- **AIM OF THE TASK**
Starting with the line that contains "Put a dot on every instance of the white head" and going on through the end of the data below, lay out those lines as a numbered list, leaving out blank lines. Omit the pictures from your answer.

* begin RECORD LIST *

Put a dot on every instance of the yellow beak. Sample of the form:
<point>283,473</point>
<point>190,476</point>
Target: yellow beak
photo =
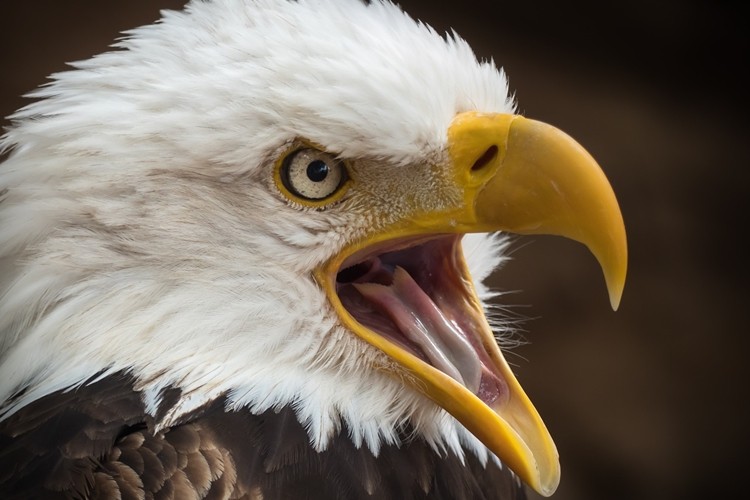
<point>515,175</point>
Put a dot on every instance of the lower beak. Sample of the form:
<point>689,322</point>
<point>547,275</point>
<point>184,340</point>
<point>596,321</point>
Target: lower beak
<point>520,176</point>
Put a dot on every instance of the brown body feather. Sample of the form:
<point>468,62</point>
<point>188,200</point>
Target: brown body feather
<point>96,443</point>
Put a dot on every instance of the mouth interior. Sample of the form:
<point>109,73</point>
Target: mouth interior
<point>415,295</point>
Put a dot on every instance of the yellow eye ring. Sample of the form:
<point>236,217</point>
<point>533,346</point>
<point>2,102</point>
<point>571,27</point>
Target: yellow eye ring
<point>311,177</point>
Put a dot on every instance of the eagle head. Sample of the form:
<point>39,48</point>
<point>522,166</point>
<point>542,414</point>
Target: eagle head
<point>275,202</point>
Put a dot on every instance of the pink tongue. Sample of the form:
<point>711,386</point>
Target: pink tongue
<point>420,321</point>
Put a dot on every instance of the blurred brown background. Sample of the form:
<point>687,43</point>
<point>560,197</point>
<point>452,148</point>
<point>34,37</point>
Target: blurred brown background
<point>646,403</point>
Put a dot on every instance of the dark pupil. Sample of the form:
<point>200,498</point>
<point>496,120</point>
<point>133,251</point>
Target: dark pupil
<point>317,171</point>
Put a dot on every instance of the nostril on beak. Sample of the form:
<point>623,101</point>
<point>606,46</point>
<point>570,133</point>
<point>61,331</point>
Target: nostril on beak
<point>487,157</point>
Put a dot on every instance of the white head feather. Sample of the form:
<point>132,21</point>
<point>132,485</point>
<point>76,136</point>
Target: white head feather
<point>139,232</point>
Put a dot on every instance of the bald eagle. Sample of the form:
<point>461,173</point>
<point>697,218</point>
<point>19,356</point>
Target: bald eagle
<point>242,256</point>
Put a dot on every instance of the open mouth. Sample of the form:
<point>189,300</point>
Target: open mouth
<point>417,294</point>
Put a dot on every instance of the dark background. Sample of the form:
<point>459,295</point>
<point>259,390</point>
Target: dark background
<point>645,403</point>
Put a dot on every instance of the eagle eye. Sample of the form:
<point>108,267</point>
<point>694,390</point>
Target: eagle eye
<point>312,177</point>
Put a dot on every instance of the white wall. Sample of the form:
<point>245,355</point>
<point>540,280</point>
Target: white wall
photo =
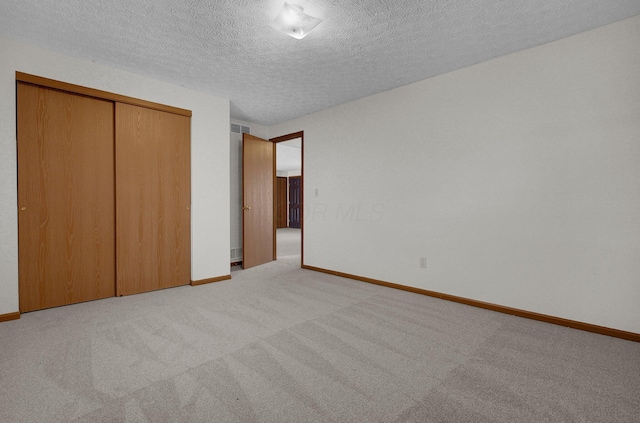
<point>209,154</point>
<point>236,178</point>
<point>518,179</point>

* end RECORD LIST *

- **EXPECTED OUTPUT**
1. Put a dot on every instance of the white head feather. Sample of the form:
2. <point>132,21</point>
3. <point>132,485</point>
4. <point>76,136</point>
5. Target: white head feather
6. <point>139,232</point>
7. Put a dot on every instance of the bald eagle. Sample of the form:
8. <point>461,173</point>
9. <point>697,218</point>
10. <point>19,356</point>
11. Target: bald eagle
12. <point>242,256</point>
13. Put a dot on every instance of the open mouth. Sample of the form:
14. <point>189,300</point>
15. Target: open mouth
16. <point>417,294</point>
17. Put a dot on every instance of the dark background. Sample of the form:
18. <point>459,295</point>
19. <point>259,390</point>
20. Target: dark background
21. <point>645,403</point>
22. Put a dot on every instance of the eagle eye. Sample of the form:
23. <point>108,267</point>
24. <point>694,390</point>
25. Target: eagle eye
26. <point>312,177</point>
27. Put a dot on every instance of the white wall. Sample of the form:
28. <point>245,355</point>
29. <point>540,280</point>
30. Target: white wall
31. photo =
32. <point>209,154</point>
33. <point>236,178</point>
34. <point>518,179</point>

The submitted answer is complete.